## [Exercise brief]
Retype every line of the listing below character for character, with no changes.

## [Exercise inputs]
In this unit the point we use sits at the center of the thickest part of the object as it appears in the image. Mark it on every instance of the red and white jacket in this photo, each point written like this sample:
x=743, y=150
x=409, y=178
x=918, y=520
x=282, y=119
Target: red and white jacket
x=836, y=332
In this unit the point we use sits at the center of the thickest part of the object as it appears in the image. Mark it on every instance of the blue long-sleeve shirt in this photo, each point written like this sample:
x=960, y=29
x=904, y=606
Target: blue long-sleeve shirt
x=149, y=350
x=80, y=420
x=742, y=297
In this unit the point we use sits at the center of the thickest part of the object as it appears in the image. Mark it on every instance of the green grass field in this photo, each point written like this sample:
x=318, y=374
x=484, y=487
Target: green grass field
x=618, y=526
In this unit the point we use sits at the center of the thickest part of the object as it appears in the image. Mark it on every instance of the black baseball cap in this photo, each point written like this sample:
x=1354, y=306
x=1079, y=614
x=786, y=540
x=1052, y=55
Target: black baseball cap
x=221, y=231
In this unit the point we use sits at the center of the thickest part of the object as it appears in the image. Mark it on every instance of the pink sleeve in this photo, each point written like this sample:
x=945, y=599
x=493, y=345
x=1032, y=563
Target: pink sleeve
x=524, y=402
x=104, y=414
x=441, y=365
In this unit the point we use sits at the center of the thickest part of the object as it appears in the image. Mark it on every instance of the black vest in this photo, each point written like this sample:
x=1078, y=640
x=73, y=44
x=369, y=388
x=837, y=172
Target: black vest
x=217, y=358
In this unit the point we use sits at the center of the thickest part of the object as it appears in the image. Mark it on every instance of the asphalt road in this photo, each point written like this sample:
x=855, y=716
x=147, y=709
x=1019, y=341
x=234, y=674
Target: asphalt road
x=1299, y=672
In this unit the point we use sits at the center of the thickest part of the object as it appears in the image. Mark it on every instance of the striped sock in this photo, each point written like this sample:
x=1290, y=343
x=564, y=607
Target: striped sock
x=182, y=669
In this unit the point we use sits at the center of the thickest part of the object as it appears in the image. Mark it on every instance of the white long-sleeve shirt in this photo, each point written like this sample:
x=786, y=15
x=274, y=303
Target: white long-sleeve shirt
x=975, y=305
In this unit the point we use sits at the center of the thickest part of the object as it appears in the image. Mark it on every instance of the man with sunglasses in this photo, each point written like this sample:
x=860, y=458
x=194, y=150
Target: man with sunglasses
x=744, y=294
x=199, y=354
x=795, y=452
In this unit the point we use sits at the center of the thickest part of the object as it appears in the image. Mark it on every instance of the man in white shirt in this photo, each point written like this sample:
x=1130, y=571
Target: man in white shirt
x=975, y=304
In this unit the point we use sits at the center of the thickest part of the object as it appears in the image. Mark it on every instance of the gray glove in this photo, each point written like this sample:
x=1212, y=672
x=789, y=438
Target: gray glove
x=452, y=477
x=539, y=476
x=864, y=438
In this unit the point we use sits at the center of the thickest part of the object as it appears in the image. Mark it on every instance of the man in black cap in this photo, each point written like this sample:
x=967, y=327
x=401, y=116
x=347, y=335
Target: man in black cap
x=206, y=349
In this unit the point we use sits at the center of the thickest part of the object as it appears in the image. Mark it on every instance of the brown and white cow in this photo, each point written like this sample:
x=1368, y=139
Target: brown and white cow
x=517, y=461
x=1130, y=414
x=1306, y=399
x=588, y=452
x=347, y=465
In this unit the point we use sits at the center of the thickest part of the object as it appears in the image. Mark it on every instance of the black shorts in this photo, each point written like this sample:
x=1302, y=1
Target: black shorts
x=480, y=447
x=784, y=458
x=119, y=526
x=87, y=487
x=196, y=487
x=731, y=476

## [Output for this task]
In this unit the point we use sits at the center of the thickest part of the object as it appears in the image. Mark it on every instance of the red and white jacket in this photo, each point written like this sample:
x=743, y=150
x=409, y=178
x=918, y=520
x=282, y=119
Target: red and white jacket
x=836, y=332
In this unit the point we use sits at the center of the thickest part of the object as it appears in the image. Mark it on every instance of the blue long-sleeve shirt in this photo, each point written like this sample:
x=960, y=29
x=904, y=606
Target: blue long-sleeve shirt
x=149, y=350
x=80, y=420
x=742, y=297
In this unit the point we use sits at the center of the thickest part of the object as it appears in the image. Mark it on every instance of the green grass field in this photo, each point written like this sample:
x=318, y=374
x=484, y=487
Target: green grass field
x=618, y=526
In this unit the point we use sits at the center of the thickest part of the object as it appears in the image. Mark it on every instance of the black baseball cap in this photo, each point written like this sample:
x=1354, y=306
x=1079, y=614
x=786, y=540
x=1052, y=55
Target: black baseball cap
x=221, y=231
In this unit the point we use sits at the center of the thickest part of the object as it appears in the image. Mark it on every instance of the pink sleeve in this photo, each point written like this sample:
x=945, y=599
x=493, y=345
x=1032, y=563
Target: pink sleeve
x=524, y=402
x=104, y=414
x=441, y=365
In this unit the point we use sits at the center of the thickest part of the object as it appears in the image. Mark it on every instance of the black vest in this photo, each point written like this sample:
x=1078, y=640
x=73, y=44
x=369, y=388
x=837, y=172
Target: black vest
x=217, y=358
In this unit the point we use sits at the center of the thickest part of the object as it appears in the image. Mark it on every instance of the asphalt road in this photo, each point written like this sample:
x=855, y=716
x=147, y=709
x=1019, y=341
x=234, y=674
Target: asphalt road
x=1299, y=672
In this unit the point we use sits at the center of the thickest part of the object as it appears in the image. Mark it on every instance of the striped sock in this photo, each point written like this sample:
x=1290, y=343
x=564, y=607
Target: striped sock
x=182, y=669
In this unit the point we use sits at the center of the thickest part of the object as it appears in the image. Mark it on every instance of the white long-sleeve shirt in this photo, each point written like this sample:
x=786, y=15
x=274, y=303
Target: white long-sleeve shirt
x=975, y=305
In this unit the point we use sits at the center of the thickest part of the object as it appears in the image. Mark it on every instance of the man with sunglasses in this photo, each point written like this sample:
x=860, y=458
x=194, y=150
Target: man with sunglasses
x=744, y=294
x=199, y=354
x=795, y=452
In this unit the point we use sits at the center of the thickest part of the object as it appears in the image. Mark it on every instance of the man in white shirt in this photo, each point written like this sample:
x=1130, y=571
Target: man in white shirt
x=975, y=304
In this unit the point we use sits at the center of the thickest part of the object as it appears in the image. Mark it on every instance of the gray glove in this photo, each point written like this sample:
x=1212, y=672
x=789, y=438
Target: gray glove
x=452, y=477
x=539, y=476
x=864, y=438
In this unit the point we use sits at the center of the thickest part of the object as it appears in the image. Mark it on every instance of the man in black cap in this photo, each point written like this sample:
x=967, y=327
x=401, y=116
x=347, y=335
Target: man in black cap
x=206, y=349
In this unit the point we use sits at the center of the thickest part of the object as it appears in the image. Mark it on every instance of the brown and white cow in this photo, each point written like this sample:
x=1368, y=139
Target: brown and white cow
x=517, y=461
x=1130, y=414
x=1306, y=399
x=588, y=452
x=347, y=465
In this unit the point we use sits at the center of the thickest part of the object as it appears in the image. Mark it on every instance of the black shorts in this photo, each point written like this sample:
x=1302, y=1
Target: black shorts
x=480, y=447
x=784, y=458
x=119, y=526
x=87, y=487
x=196, y=487
x=731, y=476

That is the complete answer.